■ **Required action**
An exact copy of every entry is needed, with no images.

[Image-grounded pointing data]
○ ○ ○ ○

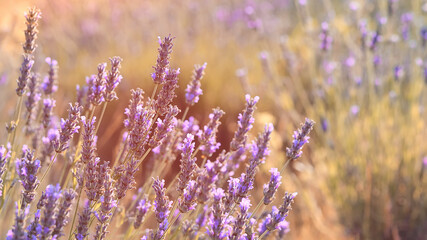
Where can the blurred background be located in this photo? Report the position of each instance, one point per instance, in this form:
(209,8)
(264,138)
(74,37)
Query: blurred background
(358,68)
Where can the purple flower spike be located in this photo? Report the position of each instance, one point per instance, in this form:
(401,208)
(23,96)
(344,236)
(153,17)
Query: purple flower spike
(48,85)
(98,87)
(113,79)
(187,201)
(142,208)
(48,104)
(245,123)
(193,90)
(27,168)
(240,221)
(279,215)
(61,218)
(165,50)
(84,219)
(300,138)
(271,188)
(68,128)
(167,93)
(258,152)
(18,231)
(164,127)
(216,224)
(25,70)
(89,140)
(135,104)
(4,155)
(207,136)
(53,193)
(187,163)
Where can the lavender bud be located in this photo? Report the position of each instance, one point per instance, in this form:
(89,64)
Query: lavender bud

○ ○ ○ ○

■ **Written solution**
Where can the blurred background be located in this photo? Report the position of each instance, one point per instance, in this form:
(209,8)
(264,138)
(74,37)
Query: blurred background
(358,68)
Where can the purple flower spike be located in this photo? Report the position of each instance, one point per instance, in this form:
(401,208)
(23,96)
(344,236)
(153,17)
Query: purple flower spike
(48,85)
(98,87)
(113,79)
(187,201)
(142,208)
(48,104)
(245,123)
(193,90)
(27,168)
(240,221)
(279,215)
(61,218)
(165,50)
(84,219)
(300,138)
(271,188)
(68,128)
(167,93)
(258,152)
(18,231)
(164,127)
(216,224)
(25,70)
(89,140)
(135,104)
(4,155)
(207,136)
(53,193)
(187,163)
Where can the lavender bud be located in this photo? Report the position of each instance, one point per instance, in this form:
(89,64)
Query: lavender bud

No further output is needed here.